Activity → Lay out the rows from the start up to and including the line containing "positive clicks: (54, 275)" as a JSON list of strings, one string per line. Leave out blank lines and the pictures.

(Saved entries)
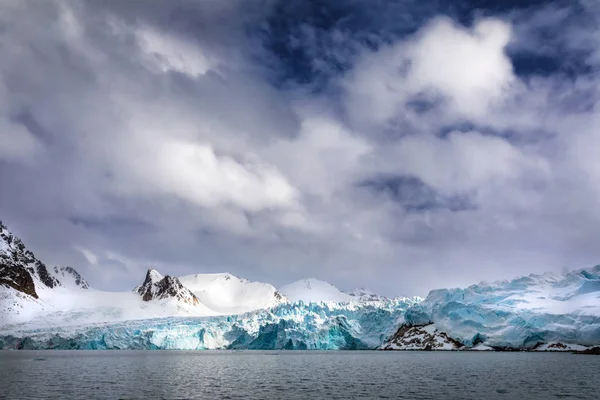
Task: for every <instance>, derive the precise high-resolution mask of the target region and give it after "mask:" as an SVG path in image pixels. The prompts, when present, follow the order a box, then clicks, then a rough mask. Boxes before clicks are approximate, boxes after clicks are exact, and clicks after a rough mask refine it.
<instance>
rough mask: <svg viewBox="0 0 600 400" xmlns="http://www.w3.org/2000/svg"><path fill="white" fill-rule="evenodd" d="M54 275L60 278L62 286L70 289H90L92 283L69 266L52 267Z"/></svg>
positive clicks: (54, 275)
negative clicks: (87, 281) (90, 284)
mask: <svg viewBox="0 0 600 400" xmlns="http://www.w3.org/2000/svg"><path fill="white" fill-rule="evenodd" d="M51 273H52V275H54V277H55V278H56V279H58V280H59V281H60V283H61V286H63V287H65V288H69V289H89V288H90V285H89V284H88V283H87V281H86V280H85V279H83V277H82V276H81V275H80V274H79V272H77V271H75V270H74V269H73V268H71V267H68V266H56V267H54V268H52V271H51Z"/></svg>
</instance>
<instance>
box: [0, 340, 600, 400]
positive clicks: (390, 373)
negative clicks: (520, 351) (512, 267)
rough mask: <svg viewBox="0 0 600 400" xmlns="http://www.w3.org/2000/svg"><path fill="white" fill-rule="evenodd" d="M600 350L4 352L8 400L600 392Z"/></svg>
mask: <svg viewBox="0 0 600 400" xmlns="http://www.w3.org/2000/svg"><path fill="white" fill-rule="evenodd" d="M599 382H600V357H598V356H585V355H573V354H553V353H494V352H382V351H325V352H320V351H144V350H141V351H58V350H54V351H53V350H49V351H0V398H2V399H30V398H41V399H95V398H97V399H105V398H110V399H142V398H143V399H376V398H390V399H519V400H525V399H553V398H563V397H570V398H578V399H598V398H600V388H599V386H598V385H599Z"/></svg>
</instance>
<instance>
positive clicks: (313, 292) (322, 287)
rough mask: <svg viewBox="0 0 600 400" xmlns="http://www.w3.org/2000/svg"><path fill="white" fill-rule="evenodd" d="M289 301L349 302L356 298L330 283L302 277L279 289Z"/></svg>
mask: <svg viewBox="0 0 600 400" xmlns="http://www.w3.org/2000/svg"><path fill="white" fill-rule="evenodd" d="M279 291H280V292H281V293H282V294H283V295H284V296H285V297H287V299H288V300H289V301H292V302H296V301H303V302H305V303H310V302H330V301H331V302H345V303H349V302H351V301H353V300H355V298H354V297H353V296H350V295H349V294H347V293H344V292H341V291H340V290H339V289H338V288H336V287H335V286H333V285H332V284H330V283H327V282H324V281H320V280H318V279H315V278H308V279H302V280H299V281H296V282H293V283H290V284H288V285H285V286H283V287H281V288H280V289H279Z"/></svg>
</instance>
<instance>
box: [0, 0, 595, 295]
mask: <svg viewBox="0 0 600 400" xmlns="http://www.w3.org/2000/svg"><path fill="white" fill-rule="evenodd" d="M599 17H600V7H599V6H598V5H597V4H596V2H594V1H588V0H581V1H543V2H541V1H526V2H524V1H457V2H447V1H416V0H414V1H413V0H404V1H379V0H370V1H367V0H365V1H358V0H348V1H339V0H321V1H317V0H310V1H308V0H307V1H289V0H288V1H283V0H281V1H275V0H261V1H258V0H256V1H255V0H252V1H247V0H231V1H227V2H207V1H154V2H147V1H127V2H122V1H111V2H87V3H86V2H71V1H58V2H52V3H44V4H40V3H39V2H33V1H8V2H4V3H3V4H2V5H1V6H0V49H2V54H3V56H2V58H1V59H0V217H1V218H2V219H3V220H4V222H5V223H6V224H7V225H8V226H9V227H10V228H11V229H12V230H13V231H14V232H15V233H16V234H17V235H19V236H21V237H22V238H23V240H24V241H25V242H26V243H28V244H29V245H30V246H31V247H32V249H33V251H34V252H35V253H36V254H37V255H39V256H40V257H41V258H42V259H44V260H45V261H47V262H48V264H53V263H54V264H69V265H72V266H73V267H75V268H76V269H78V270H80V271H81V273H82V274H83V275H84V276H85V277H86V278H87V279H88V280H89V281H90V283H91V284H92V286H96V287H99V288H105V289H107V288H108V289H110V288H113V289H115V290H116V289H119V290H122V289H127V288H131V287H133V286H135V284H137V283H139V281H141V280H142V279H143V273H144V271H145V269H146V268H148V267H149V266H153V267H156V268H157V269H159V270H160V271H162V272H164V273H169V274H172V275H183V274H187V273H192V272H224V271H228V272H231V273H234V274H237V275H239V276H242V277H246V278H249V279H253V280H262V281H267V282H271V283H273V284H275V285H281V284H285V283H288V282H290V281H293V280H296V279H300V278H304V277H309V276H314V277H316V278H319V279H323V280H327V281H330V282H331V283H333V284H335V285H337V286H339V287H340V288H342V289H350V288H352V287H355V286H368V287H371V288H372V289H373V290H376V291H379V292H382V293H384V294H390V295H394V294H401V293H404V294H410V295H412V294H425V293H426V292H427V291H428V290H429V289H432V288H436V287H440V286H453V285H454V286H462V285H468V284H470V283H475V282H477V281H480V280H484V279H486V280H491V279H505V278H511V277H513V276H515V275H521V274H527V273H530V272H543V271H546V270H560V269H562V268H564V267H569V268H576V267H587V266H589V265H590V264H595V263H597V262H598V259H599V258H600V254H599V250H598V246H597V243H596V240H594V238H597V237H598V235H599V234H600V228H599V227H600V214H599V212H598V211H597V210H600V207H599V204H598V200H597V199H598V198H600V193H599V192H598V189H597V187H598V185H597V182H598V179H600V165H599V164H598V161H596V160H597V155H596V151H595V149H597V148H598V146H599V145H600V137H599V136H598V133H597V132H598V130H597V124H598V121H599V120H600V119H599V117H600V115H598V112H597V108H598V107H597V104H598V99H600V93H599V90H600V76H599V74H598V67H599V66H600V53H598V50H597V49H598V48H600V29H599V25H598V18H599Z"/></svg>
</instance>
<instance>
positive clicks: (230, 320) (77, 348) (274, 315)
mask: <svg viewBox="0 0 600 400" xmlns="http://www.w3.org/2000/svg"><path fill="white" fill-rule="evenodd" d="M412 304H413V303H412V302H410V301H389V302H387V303H386V304H385V305H381V304H379V305H377V306H373V305H368V304H365V305H356V304H352V305H351V304H338V303H304V302H298V303H288V304H282V305H280V306H278V307H275V308H272V309H269V310H261V311H255V312H251V313H246V314H242V315H233V316H219V317H204V318H185V317H183V318H182V317H172V318H160V319H151V320H141V321H129V322H121V323H112V324H95V325H88V326H80V327H68V328H56V327H52V328H37V329H30V330H25V331H14V332H11V331H8V330H5V331H3V332H0V348H26V349H48V348H50V349H74V348H75V349H322V350H335V349H367V348H376V347H378V346H380V345H382V344H383V342H384V341H385V340H386V339H387V338H388V337H389V336H390V335H391V334H393V332H394V331H395V330H396V328H397V325H398V322H399V321H401V320H402V315H403V314H404V312H405V310H406V309H407V308H408V307H409V306H411V305H412Z"/></svg>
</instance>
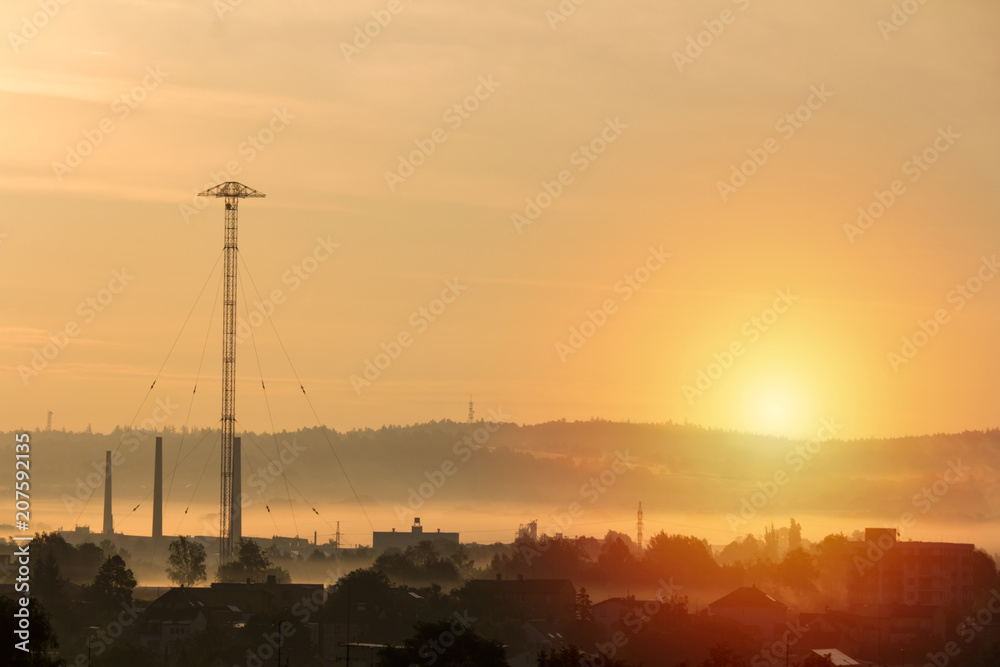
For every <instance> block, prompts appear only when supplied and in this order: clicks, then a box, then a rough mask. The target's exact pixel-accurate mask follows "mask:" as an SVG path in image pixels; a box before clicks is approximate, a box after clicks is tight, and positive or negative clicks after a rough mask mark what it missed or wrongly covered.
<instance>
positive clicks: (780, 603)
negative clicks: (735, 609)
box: [708, 586, 788, 609]
mask: <svg viewBox="0 0 1000 667" xmlns="http://www.w3.org/2000/svg"><path fill="white" fill-rule="evenodd" d="M708 606H709V607H711V608H713V609H747V608H757V609H787V608H788V607H787V606H786V605H784V604H782V603H780V602H778V601H777V600H775V599H774V598H773V597H771V596H770V595H768V594H767V593H765V592H764V591H762V590H760V589H759V588H757V587H756V586H743V587H742V588H737V589H736V590H735V591H733V592H731V593H729V594H727V595H723V596H722V597H721V598H719V599H718V600H716V601H715V602H711V603H709V605H708Z"/></svg>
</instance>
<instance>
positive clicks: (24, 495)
mask: <svg viewBox="0 0 1000 667" xmlns="http://www.w3.org/2000/svg"><path fill="white" fill-rule="evenodd" d="M14 439H15V440H16V444H15V445H14V520H15V525H16V526H17V529H18V530H20V531H21V532H23V533H27V532H28V531H29V529H30V527H31V526H30V525H29V522H30V521H31V493H30V490H31V436H30V435H28V434H27V433H18V434H17V435H15V436H14ZM30 540H31V537H25V536H20V535H19V536H16V537H15V538H14V541H15V542H20V544H19V546H18V548H17V550H16V551H14V556H15V557H16V558H17V578H16V580H15V583H14V590H15V591H16V592H18V593H20V594H21V597H19V598H17V611H15V612H14V617H15V618H16V619H17V624H16V626H15V628H14V635H15V636H16V637H17V638H18V639H19V640H21V641H19V642H16V643H15V644H14V646H15V648H17V650H19V651H24V652H25V653H27V652H28V640H29V639H30V637H31V616H30V612H29V611H28V605H30V604H31V595H30V583H29V579H30V576H31V554H30V553H29V551H28V549H29V547H30V544H29V541H30Z"/></svg>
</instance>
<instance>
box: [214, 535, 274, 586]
mask: <svg viewBox="0 0 1000 667" xmlns="http://www.w3.org/2000/svg"><path fill="white" fill-rule="evenodd" d="M270 567H271V561H270V560H269V559H268V557H267V556H266V555H265V554H264V551H263V549H261V548H260V545H259V544H257V543H256V542H254V541H253V540H251V539H248V538H245V537H241V538H240V541H239V546H238V548H237V557H236V560H234V561H232V562H230V563H224V564H222V565H220V566H219V571H218V575H217V576H218V579H219V581H221V582H227V583H240V582H243V581H246V580H247V579H249V580H250V581H261V580H263V579H264V577H265V576H266V575H267V573H268V568H270Z"/></svg>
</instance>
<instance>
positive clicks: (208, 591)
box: [136, 577, 325, 657]
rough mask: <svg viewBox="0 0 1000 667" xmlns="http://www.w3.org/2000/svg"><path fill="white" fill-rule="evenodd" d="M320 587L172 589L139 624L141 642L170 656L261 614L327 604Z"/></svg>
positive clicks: (269, 585)
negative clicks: (217, 628) (179, 649)
mask: <svg viewBox="0 0 1000 667" xmlns="http://www.w3.org/2000/svg"><path fill="white" fill-rule="evenodd" d="M324 599H325V589H324V588H323V586H322V585H320V584H278V583H275V582H274V581H273V577H272V578H271V580H270V581H269V582H268V583H259V584H219V583H214V584H212V585H211V586H210V587H208V588H185V587H183V586H182V587H180V588H171V589H170V590H168V591H167V592H166V593H164V594H163V595H161V596H160V597H158V598H157V599H156V600H154V601H153V602H152V603H151V604H150V605H149V606H148V607H146V609H144V610H143V611H142V613H141V614H140V615H139V617H138V619H137V620H136V626H137V629H138V635H139V643H140V644H141V645H142V646H143V647H145V648H148V649H150V650H153V651H156V652H157V653H158V654H159V655H160V656H162V657H165V656H167V655H168V654H171V653H173V651H174V647H175V645H177V644H180V643H183V642H185V641H186V640H188V639H190V638H191V637H193V636H194V635H197V634H199V633H201V632H204V631H205V630H206V629H207V628H208V627H210V626H229V627H242V626H243V625H245V624H246V623H247V622H248V621H249V620H250V619H252V618H253V617H254V616H256V615H257V614H272V613H277V612H281V611H285V610H290V609H292V608H294V607H295V606H296V605H299V606H300V607H301V606H303V605H305V604H307V601H308V602H312V603H314V604H321V603H322V601H323V600H324Z"/></svg>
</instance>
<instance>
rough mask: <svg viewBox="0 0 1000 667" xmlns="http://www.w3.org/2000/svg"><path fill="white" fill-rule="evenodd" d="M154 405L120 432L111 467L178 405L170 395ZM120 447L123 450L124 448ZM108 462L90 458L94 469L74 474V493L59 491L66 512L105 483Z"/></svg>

The answer →
[
  "Task: for every <instance>, derive the precise high-resolution mask of the target region and give it after \"mask:\" as an SVG path in image pixels. The prompts, when present, follow the order a box, then clicks, then a rough mask. Boxes before clicks are approximate, boxes after clicks are exact, and clicks after a rough mask refine it.",
  "<instance>",
  "rough mask: <svg viewBox=\"0 0 600 400\" xmlns=\"http://www.w3.org/2000/svg\"><path fill=\"white\" fill-rule=\"evenodd\" d=\"M54 275L60 278L62 286L70 289H90L92 283L69 266L52 267Z\"/></svg>",
  "positive clicks: (54, 275)"
]